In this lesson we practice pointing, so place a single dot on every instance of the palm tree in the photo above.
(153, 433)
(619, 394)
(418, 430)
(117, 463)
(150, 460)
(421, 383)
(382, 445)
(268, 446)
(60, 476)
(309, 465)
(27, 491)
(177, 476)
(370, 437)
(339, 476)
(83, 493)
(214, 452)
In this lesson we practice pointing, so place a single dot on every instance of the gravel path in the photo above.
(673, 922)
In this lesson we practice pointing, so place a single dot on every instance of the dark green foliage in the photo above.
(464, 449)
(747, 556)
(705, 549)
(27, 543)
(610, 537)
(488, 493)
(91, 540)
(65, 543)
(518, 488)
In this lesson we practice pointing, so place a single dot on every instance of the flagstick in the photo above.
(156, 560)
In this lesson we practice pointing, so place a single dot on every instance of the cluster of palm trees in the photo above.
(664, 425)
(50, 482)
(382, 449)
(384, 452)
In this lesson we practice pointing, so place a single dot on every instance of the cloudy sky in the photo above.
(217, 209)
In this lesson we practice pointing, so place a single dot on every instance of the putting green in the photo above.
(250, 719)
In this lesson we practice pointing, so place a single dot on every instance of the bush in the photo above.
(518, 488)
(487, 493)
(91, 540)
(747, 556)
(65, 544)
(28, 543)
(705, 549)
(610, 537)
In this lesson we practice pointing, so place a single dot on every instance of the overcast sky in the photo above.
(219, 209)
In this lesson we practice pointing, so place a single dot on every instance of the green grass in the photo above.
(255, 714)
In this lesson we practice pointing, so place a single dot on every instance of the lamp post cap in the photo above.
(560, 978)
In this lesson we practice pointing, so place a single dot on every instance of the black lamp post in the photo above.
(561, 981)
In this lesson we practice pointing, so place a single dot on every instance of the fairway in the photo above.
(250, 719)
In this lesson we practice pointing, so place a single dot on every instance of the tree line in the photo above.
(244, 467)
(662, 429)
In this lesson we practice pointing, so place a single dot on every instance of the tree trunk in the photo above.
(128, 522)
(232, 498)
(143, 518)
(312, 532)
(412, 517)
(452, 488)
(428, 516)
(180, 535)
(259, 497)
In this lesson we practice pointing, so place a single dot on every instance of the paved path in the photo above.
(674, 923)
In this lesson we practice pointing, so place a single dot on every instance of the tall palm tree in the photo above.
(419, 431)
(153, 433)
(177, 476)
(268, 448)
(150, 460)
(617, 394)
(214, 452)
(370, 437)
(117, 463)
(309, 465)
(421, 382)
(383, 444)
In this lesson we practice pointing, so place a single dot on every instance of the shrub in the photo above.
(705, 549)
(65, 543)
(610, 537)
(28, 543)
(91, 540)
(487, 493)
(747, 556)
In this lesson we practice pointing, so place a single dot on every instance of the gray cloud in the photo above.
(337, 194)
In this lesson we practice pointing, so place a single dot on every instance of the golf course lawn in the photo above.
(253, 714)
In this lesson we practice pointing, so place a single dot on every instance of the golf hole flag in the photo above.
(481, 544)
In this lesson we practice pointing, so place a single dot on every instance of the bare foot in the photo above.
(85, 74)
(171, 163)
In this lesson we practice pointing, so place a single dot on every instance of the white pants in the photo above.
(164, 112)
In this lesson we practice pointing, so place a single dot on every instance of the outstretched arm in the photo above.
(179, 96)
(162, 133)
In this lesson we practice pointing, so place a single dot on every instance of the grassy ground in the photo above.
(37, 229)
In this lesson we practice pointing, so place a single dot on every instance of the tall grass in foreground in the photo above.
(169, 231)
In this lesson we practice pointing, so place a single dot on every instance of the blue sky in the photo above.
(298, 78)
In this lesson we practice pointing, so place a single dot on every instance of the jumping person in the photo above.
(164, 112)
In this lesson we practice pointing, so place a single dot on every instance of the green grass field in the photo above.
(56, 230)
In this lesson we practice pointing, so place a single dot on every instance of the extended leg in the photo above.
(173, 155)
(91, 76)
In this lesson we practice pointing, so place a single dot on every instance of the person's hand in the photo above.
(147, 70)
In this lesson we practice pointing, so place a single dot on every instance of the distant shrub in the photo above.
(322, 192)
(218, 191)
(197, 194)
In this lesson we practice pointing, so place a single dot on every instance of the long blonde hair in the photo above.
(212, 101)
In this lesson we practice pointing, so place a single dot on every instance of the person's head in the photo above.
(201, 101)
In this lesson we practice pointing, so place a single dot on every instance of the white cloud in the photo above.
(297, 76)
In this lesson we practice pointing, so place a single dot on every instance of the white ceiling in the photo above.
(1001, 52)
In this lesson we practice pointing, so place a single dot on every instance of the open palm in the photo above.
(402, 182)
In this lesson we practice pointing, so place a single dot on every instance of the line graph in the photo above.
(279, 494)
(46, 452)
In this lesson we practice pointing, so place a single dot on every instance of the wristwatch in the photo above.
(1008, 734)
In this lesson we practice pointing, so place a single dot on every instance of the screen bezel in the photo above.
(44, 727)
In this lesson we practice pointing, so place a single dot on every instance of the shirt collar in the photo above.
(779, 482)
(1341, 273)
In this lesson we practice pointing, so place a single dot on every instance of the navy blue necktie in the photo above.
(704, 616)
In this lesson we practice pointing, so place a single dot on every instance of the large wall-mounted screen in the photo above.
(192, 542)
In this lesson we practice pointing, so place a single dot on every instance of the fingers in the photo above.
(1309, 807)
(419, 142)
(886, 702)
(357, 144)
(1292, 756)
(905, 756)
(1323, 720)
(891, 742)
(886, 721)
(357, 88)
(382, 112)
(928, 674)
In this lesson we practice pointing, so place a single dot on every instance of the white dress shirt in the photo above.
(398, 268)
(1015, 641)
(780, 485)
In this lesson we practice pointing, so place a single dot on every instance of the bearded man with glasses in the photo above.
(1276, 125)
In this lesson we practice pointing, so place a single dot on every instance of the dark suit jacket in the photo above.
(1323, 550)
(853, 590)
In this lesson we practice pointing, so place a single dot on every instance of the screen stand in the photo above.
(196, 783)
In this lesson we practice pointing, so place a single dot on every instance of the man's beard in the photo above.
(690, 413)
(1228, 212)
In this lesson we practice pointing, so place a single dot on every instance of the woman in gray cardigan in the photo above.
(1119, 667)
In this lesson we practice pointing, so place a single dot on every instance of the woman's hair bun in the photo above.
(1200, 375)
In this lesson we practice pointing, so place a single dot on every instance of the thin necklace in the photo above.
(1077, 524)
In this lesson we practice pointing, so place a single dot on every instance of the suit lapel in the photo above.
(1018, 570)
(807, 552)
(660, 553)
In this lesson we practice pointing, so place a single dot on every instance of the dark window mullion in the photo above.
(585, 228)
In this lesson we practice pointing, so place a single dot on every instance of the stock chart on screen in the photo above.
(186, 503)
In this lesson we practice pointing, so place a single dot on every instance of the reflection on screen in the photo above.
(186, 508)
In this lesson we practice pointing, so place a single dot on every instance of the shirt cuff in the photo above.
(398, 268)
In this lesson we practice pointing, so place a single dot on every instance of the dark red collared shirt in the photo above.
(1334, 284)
· · ·
WHAT IS REQUIRED :: Output every row above as a numbered list, leaving out blank lines.

TASK OUTPUT ::
1. In this lesson we practice pointing, so place a single dot on every instance of the palm tree in the photo above.
2. (153, 433)
3. (619, 394)
4. (418, 430)
5. (117, 463)
6. (150, 460)
7. (421, 383)
8. (382, 445)
9. (268, 446)
10. (60, 476)
11. (309, 465)
12. (27, 491)
13. (177, 476)
14. (370, 437)
15. (339, 476)
16. (83, 493)
17. (214, 452)
18. In this lesson we practice pointing, so place a single dot on every instance of the gravel path in the photo above.
19. (673, 922)
20. In this lesson we practice pointing, so place a single dot on every instance of the dark green foliage in the photo above.
21. (464, 449)
22. (747, 556)
23. (705, 549)
24. (27, 543)
25. (610, 537)
26. (488, 493)
27. (91, 540)
28. (65, 543)
29. (518, 488)
30. In this lesson we practice pointing, so place a single dot on every instance of the flagstick in the photo above.
31. (156, 560)
32. In this lesson we practice pointing, so place a single dot on every instance of the cluster of palm trees in the photo above.
33. (664, 425)
34. (50, 482)
35. (382, 449)
36. (384, 452)
37. In this lesson we practice pointing, so place a single dot on every instance of the cloudy sky in the photo above.
38. (217, 209)
39. In this lesson we practice pointing, so place a single dot on every instance of the putting green in the photo above.
40. (250, 719)
41. In this lesson we practice pointing, so place a single dot on every instance of the bush in the photo above.
42. (518, 488)
43. (487, 493)
44. (91, 540)
45. (747, 556)
46. (65, 544)
47. (28, 543)
48. (705, 549)
49. (610, 537)
50. In this lesson we practice pointing, so place a single dot on every instance of the overcast sky in the photo above.
51. (219, 209)
52. In this lesson we practice pointing, so place a single dot on every instance of the green grass in the photo above.
53. (255, 714)
54. In this lesson we practice pointing, so place a single dot on every instance of the lamp post cap in the photo above.
55. (560, 978)
56. In this lesson we practice pointing, so place a single dot on every instance of the black lamp post in the photo above.
57. (561, 981)
58. In this lesson we practice pointing, so place a single dot on every instance of the fairway in the photo above.
59. (250, 719)
60. In this lesson we practice pointing, so place a single dot on every instance of the tree line in the photo above.
61. (244, 467)
62. (662, 429)
63. In this lesson we practice pointing, so place a single dot on every instance of the tree trunk in the photo above.
64. (128, 522)
65. (232, 498)
66. (143, 518)
67. (312, 532)
68. (412, 517)
69. (452, 488)
70. (428, 516)
71. (180, 535)
72. (259, 497)
73. In this lesson we practice pointing, so place a single dot on every instance of the paved path in the photo above.
74. (674, 923)
75. In this lesson we practice pointing, so place a single dot on every instance of the tall palm tree in the photo above.
76. (419, 431)
77. (153, 433)
78. (177, 476)
79. (268, 448)
80. (150, 460)
81. (617, 394)
82. (214, 452)
83. (370, 437)
84. (117, 463)
85. (309, 465)
86. (421, 382)
87. (383, 444)
88. In this lesson we practice pointing, so place a single dot on every instance of the shrub in the photo above.
89. (705, 549)
90. (65, 543)
91. (610, 537)
92. (28, 543)
93. (91, 540)
94. (487, 493)
95. (747, 556)
96. In this lesson we practice pointing, so place a single dot on every instance of the gray cloud in the photo above.
97. (337, 194)
98. In this lesson we practice pointing, so place a single dot on every instance of the golf course lawn in the photo above.
99. (253, 714)
100. In this lesson we practice pointing, so place a single dot on every instance of the golf hole flag in the photo above.
101. (481, 544)
102. In this lesson we practice pointing, so place a single dot on every instance of the bare foot in the photo above.
103. (85, 74)
104. (171, 163)
105. In this lesson we practice pointing, so place a single dot on every instance of the white pants in the photo above.
106. (164, 112)
107. In this lesson we practice pointing, so place a single dot on every instance of the outstretched arm in the photo above.
108. (179, 96)
109. (162, 133)
110. In this lesson we practice pointing, so place a single dot on every instance of the grassy ground in the photo above.
111. (37, 229)
112. In this lesson we practice pointing, so place a single dot on every instance of the tall grass in foreground in the photo above.
113. (169, 231)
114. In this lesson we practice pointing, so place a single dot on every instance of the blue sky in the photo above.
115. (298, 78)
116. In this lesson we practice pointing, so place a single dot on every instance of the jumping person in the photo above.
117. (164, 112)
118. In this lesson we practice pointing, so place a single dot on every instance of the green grass field in the photo above.
119. (56, 230)
120. In this lesson we practice pointing, so place a single dot on every instance of the extended leg in the photo above.
121. (173, 155)
122. (91, 76)
123. In this lesson we practice pointing, so place a single dot on every instance of the person's hand in the photo above.
124. (147, 70)
125. In this lesson we practice pointing, so place a single dot on every instance of the distant shrub in the photo above.
126. (322, 192)
127. (218, 191)
128. (197, 194)
129. In this lesson we practice pointing, so place a single dot on every instance of the long blonde hair in the photo above.
130. (212, 101)
131. In this lesson we practice pointing, so place a single dot on every instance of the person's head in the photo above.
132. (201, 101)
133. In this lesson we practice pointing, so place a single dot on every instance of the white cloud in the photo above.
134. (297, 76)
135. In this lesson we practice pointing, so place a single dot on every instance of the white ceiling in the photo above.
136. (1001, 52)
137. In this lesson we practice pointing, so place a single dot on every instance of the open palm in the photo above.
138. (402, 182)
139. In this lesson we practice pointing, so place a single dot on every instance of the line graph in the photo above.
140. (279, 494)
141. (46, 452)
142. In this lesson we practice pointing, so place a single dot on every instance of the wristwatch in the photo above.
143. (1008, 734)
144. In this lesson we practice pointing, so place a single dot on every instance of the screen bezel in the photo above.
145. (44, 727)
146. In this lesson we practice pointing, so place a single dot on every instance of the shirt collar in the photo above.
147. (779, 482)
148. (1341, 273)
149. In this lesson we practice pointing, so place a single dot on every instance of the navy blue necktie in the photo above.
150. (704, 616)
151. In this lesson we practice pointing, so place a single dot on every instance of the large wall-mounted screen in the photo above.
152. (192, 542)
153. In this lesson we practice pointing, so place a single dot on every instance of the fingers in the photo above.
154. (1309, 807)
155. (419, 142)
156. (886, 702)
157. (357, 144)
158. (1292, 756)
159. (905, 756)
160. (1323, 720)
161. (891, 742)
162. (886, 721)
163. (357, 88)
164. (382, 112)
165. (928, 674)
166. In this lesson we practice pointing, so place a single dot on every instance of the white dress shirt in the photo above.
167. (398, 268)
168. (1015, 641)
169. (780, 485)
170. In this lesson we practice pointing, so place a single dot on every instance of the bearded man with glasses in the photo above.
171. (1276, 125)
172. In this lesson we practice pointing, so place a single dot on every instance of the dark suit jacket in the photo above.
173. (1323, 550)
174. (853, 590)
175. In this lesson we practice pointing, so place a single dot on every instance of the screen stand in the photo above.
176. (196, 783)
177. In this lesson we practice pointing, so place a single dot on every instance of the man's beard in the photo above.
178. (690, 413)
179. (1228, 212)
180. In this lesson we practice pointing, so place a single dot on every instance of the woman in gray cardigan in the photo above.
181. (1119, 667)
182. In this lesson we practice pointing, so place a single dot on every instance of the woman's hair bun in the photo above.
183. (1200, 375)
184. In this lesson we practice pointing, so place a single dot on every instance of the thin necklace in the photo above.
185. (1077, 524)
186. In this lesson we practice pointing, so place a single dot on every instance of the suit lapel in the photo above.
187. (1018, 570)
188. (807, 552)
189. (660, 553)
190. In this lesson we practice pointing, so place a single dot on every instance of the dark window mullion in the photo above.
191. (585, 228)
192. In this lesson we practice pointing, so place a single dot on every instance of the stock chart on screen in the photo above.
193. (186, 503)
194. In this lesson we practice pointing, so place a single dot on every instance of the reflection on screen in the photo above.
195. (186, 508)
196. In this lesson we practice pointing, so place a single dot on every instance of the shirt cuff in the photo above.
197. (398, 268)
198. In this lesson we practice pointing, so place a single dot on every instance of the dark red collared shirt in the photo above.
199. (1334, 284)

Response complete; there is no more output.